## Что требуется
Напишите продолжение текста о Нижегородском кремле, приведенного ниже, начиная сразу после его последнего предложения.

## Предложенный текст
'''

Патрицци не был одинок в своих опасениях. Желание противодействовать этой силе, при максимальном использовании средств пассивного сопротивления, выражено в предложениях Леонардо да Винчи. Его наброски устройства крепостных башен с казематами, укрытыми всей толщей башенных стен, удивительно напоминают планы башен Нижегородского кремля. В них, как и в башнях других русских кремлей и крепостей начала XVI века, эти тенденции нашли последовательное и яркое выражение.

Во второй половине XV — начале XVI столетия тревога за способность старых, да и вновь строящихся крепостей противостоять действию новых орудий разрушения, страх перед бурным, как казалось тогда, развитием артиллерии, по-видимому, получили широкое распространение. В такой своеобразной форме нашла отражение вера людей эпохи Возрождения в безграничные возможности разума и человеческой деятельности. Казематы, утопленные в самую глубь толстостенных башен на рисунках Леонардо да Винчи, не остались простым изображением на бумаге, но получили практическое воплощение в строительстве крепостей того времени. На Руси по этому принципу построены башни в кремлях Москвы и Коломны, Копорья и Орешка. Так же зажаты в углах стен между башней и пряслом бойницы башен Нижегородского кремля. Использование защитных возможностей каменного материала и всего, что было разработано в планировке средневековых крепостных сооружений, нашло в нем ясное и последовательное выражение (рис. 54).

Уверенное мастерство выполнения и смелость архитектурного и военно-оборонительного замысла выделяет Нижегородский кремль даже в ряду других по-своему замечательных крепостных комплексов конца XV — начала XVI века. Как его общие свойства, так и все детали строго соответствуют тому совершенно определенному периоду развития русского оборонного зодчества, когда он был создан, и, поскольку дата постройки Нижегородского кремля известна теперь достаточно точно, он может служить своего рода эталоном при изучении других русских кремлей и их отдельных сооружений. Сравнивая те или другие элементы между собой, можно определить время постройки или перестройки частей, размеры или положение утраченных деталей и фрагментов башен и крепостных стен, решать многочисленные вопросы, возникающие при реставрации средневековых крепостей.

'''

## Исходные строки
'''

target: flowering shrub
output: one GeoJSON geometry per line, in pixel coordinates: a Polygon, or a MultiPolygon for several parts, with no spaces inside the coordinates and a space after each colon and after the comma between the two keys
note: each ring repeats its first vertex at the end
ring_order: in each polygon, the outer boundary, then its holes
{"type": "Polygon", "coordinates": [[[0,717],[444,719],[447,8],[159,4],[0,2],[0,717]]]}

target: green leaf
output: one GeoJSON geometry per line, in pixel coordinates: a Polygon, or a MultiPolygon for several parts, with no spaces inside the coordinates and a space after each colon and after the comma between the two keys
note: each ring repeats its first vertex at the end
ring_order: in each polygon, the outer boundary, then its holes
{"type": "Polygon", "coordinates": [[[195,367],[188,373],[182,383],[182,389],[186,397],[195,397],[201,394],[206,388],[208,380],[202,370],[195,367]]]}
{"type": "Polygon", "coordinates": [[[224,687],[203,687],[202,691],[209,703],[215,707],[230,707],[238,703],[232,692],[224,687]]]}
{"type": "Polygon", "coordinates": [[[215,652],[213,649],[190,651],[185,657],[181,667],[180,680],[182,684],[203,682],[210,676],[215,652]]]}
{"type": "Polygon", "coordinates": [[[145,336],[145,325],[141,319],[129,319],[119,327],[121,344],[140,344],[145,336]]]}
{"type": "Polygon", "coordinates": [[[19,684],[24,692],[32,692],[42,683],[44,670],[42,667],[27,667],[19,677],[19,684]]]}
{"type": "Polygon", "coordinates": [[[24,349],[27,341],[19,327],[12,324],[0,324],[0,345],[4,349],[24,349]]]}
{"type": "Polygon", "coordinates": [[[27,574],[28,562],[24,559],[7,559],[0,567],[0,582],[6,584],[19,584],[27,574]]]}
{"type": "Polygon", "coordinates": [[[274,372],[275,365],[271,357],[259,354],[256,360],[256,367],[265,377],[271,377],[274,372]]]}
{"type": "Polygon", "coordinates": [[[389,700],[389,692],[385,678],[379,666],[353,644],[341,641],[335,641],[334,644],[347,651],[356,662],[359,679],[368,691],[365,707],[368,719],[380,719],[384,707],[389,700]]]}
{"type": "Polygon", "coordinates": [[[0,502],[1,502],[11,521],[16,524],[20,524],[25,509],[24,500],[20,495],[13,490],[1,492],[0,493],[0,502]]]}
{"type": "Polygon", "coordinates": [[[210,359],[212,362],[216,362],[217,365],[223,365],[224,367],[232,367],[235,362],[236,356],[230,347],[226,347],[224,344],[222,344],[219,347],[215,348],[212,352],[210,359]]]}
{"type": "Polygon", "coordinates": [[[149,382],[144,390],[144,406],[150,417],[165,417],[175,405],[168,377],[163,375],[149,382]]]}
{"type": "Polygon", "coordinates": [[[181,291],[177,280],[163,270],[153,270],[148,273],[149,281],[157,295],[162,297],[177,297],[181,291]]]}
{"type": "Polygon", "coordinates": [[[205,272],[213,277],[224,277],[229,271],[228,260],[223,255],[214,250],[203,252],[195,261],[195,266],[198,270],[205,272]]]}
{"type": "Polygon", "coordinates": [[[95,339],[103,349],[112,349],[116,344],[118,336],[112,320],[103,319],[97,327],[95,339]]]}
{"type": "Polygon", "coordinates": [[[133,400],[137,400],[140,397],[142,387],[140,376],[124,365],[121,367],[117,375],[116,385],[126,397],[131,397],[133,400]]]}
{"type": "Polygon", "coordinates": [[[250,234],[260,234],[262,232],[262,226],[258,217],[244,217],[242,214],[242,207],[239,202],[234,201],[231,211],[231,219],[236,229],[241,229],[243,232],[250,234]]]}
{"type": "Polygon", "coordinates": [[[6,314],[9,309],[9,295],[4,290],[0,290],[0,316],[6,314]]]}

'''

## Ответ на задание
Период строительства укреплений подобного типа продолжается недолго. Правда, прогресс разрушительного действия артиллерии оказался не столь быстрым, как предполагали вначале, ни по возможностям безграничного увеличения калибра орудий, ни чрезмерного расширения их массового производства и применения, и каменные стены еще долго не теряли своего значения.

Но уже в середине XVI века в военно-оборонительном деле стало преобладать другое направление, которое основывалось на активном противодействии натиску осаждающих. Этого достигли устройством мощных узлов сопротивления, насыщенных огневыми средствами. Казематы в башнях стали размещать веерообразно, а количество ярусов увеличивать. Но желание ограничить высоту башен заставляло заменять своды плоскими перекрытиями и понижать высоту ярусов. Начиная с первого-второго десятилетий XVI века в различных странах Европы почти одновременно строятся такие многоярусные башни, как «Толстая Маргарита» в Таллине или ронделла в Каунасе. Появилась возможность действенно противостоять осаде, были найдены средства активного противоборства наступающему врагу. Выразителем этих идей выступил Альбрехт Дюрер, теоретически закрепивший в чертежах «бастей» и в своем трактате 1527 года достижения европейской практики военно-инженерного дела. Он предлагал устраивать надежно защищенные многопушечные батареи, размещенные в сравнительно невысоком каменном цилиндре.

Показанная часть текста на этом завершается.